(DATA TO PROCESS begins)
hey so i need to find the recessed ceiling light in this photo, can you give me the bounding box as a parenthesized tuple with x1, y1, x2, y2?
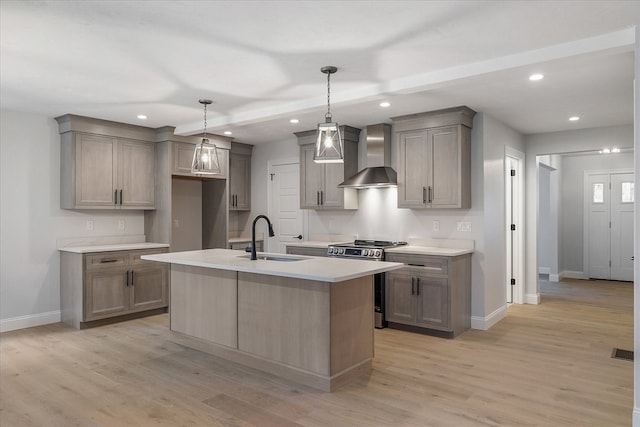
(569, 116, 580, 121)
(290, 119, 299, 124)
(529, 73, 544, 81)
(379, 102, 391, 108)
(224, 131, 232, 135)
(137, 114, 147, 120)
(611, 147, 621, 153)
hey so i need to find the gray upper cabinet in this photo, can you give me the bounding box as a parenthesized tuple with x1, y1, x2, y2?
(56, 115, 156, 210)
(229, 142, 253, 211)
(296, 126, 360, 210)
(172, 141, 229, 180)
(393, 106, 475, 209)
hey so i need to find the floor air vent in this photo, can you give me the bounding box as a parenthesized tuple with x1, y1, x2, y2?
(DATA TO PROCESS ends)
**TASK STATEMENT:** Copy every entry exactly, leaving out the pictures.

**SOLVED EXERCISE:**
hey so i need to find the recessed ceiling light in this photo, can you give me the bounding box as a parenthesized tuple with x1, y1, x2, y2?
(569, 116, 580, 121)
(290, 119, 299, 124)
(529, 73, 544, 81)
(379, 102, 391, 108)
(224, 131, 232, 135)
(137, 114, 147, 120)
(611, 147, 621, 153)
hey so i need to find the gray upper cabinet in this photo, can you give me the bounding box as a parenthesized tuple with x1, y1, x2, y2?
(56, 115, 156, 210)
(229, 142, 253, 211)
(296, 126, 360, 210)
(172, 141, 229, 180)
(393, 106, 475, 209)
hey so i need to find the floor air vent in this photo, can you give me the bounding box as a parenthesized tuple with x1, y1, x2, y2?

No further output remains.